Things to do:
1) Using the Rico Franco passage, decide whether each statement agrees with it: (a) Rico Franco came from Aragon. (b) Seven kings sought the damsel. (c) The lady said she was weeping for her brothers. Answer yes or no for each, and quote the words that decide it.
2) In the Rico Franco passage, where did the king's huntsmen go after losing the falcons?
3) Put this sentence from the Rico Franco passage into Spanish: "The king's huntsmen got no game, and lost the falcons."

Reading passage:
※ ※ ※
The Spanish preserves this ballad in a single form, the earliest printed in any language, preceding, by a few years, even the German broadsides G, H.
'Romance de Rico Franco,' 36 vv, "Cancionero de Romances, s. a., fol. 191: Canc. de Rom., ed. de 1550, fol. 202: ed. de 1555, fol. 296;" Wolf and Hofmann, Primavera, No 119, II, 22: Duran, No 296, I, 160: Grimm, p. 252: Depping and Galiano, 1844, II, 167: Ochoa, p. 7. The king's huntsmen got no game, and lost the falcons. They betook themselves to the castle of Maynes, where was a beautiful damsel, sought by seven counts and three kings. Rico Franco of Aragon carried her off by force. Nothing is said of a rest in a wood, or elsewhere; but that something has dropped out here is shown by the corresponding Portuguese ballad. The lady wept. Rico Franco comforted her thus: If you are weeping for father and mother, you shall never see them more; and if for your brothers, I have killed them all three. I am not weeping for them, she said, but because I know not what my fate is to be. Lend me your knife to cut the fringes from my mantle, for they are no longer fit to wear. This Rico Franco did, and the damsel thrust the knife into his breast. Thus she avenged father, mother, and brothers.
※ ※ ※
Data section:
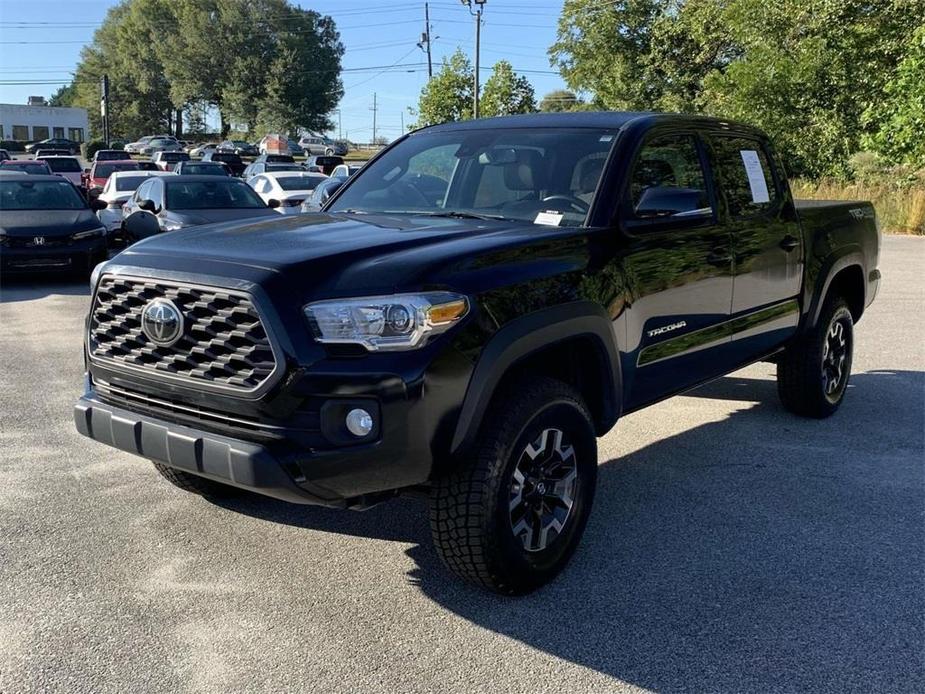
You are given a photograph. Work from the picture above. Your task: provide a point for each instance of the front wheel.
※ ※ ※
Responses to the tasks:
1)
(a) Yes: "Rico Franco of Aragon carried her off by force."
(b) No: "sought by seven counts and three kings."
(c) No: "I am not weeping for them, she said, but because I know not what my fate is to be."

2) They went to the castle of Maynes.

3) Los cazadores del rey no cobraron ninguna pieza y perdieron los halcones.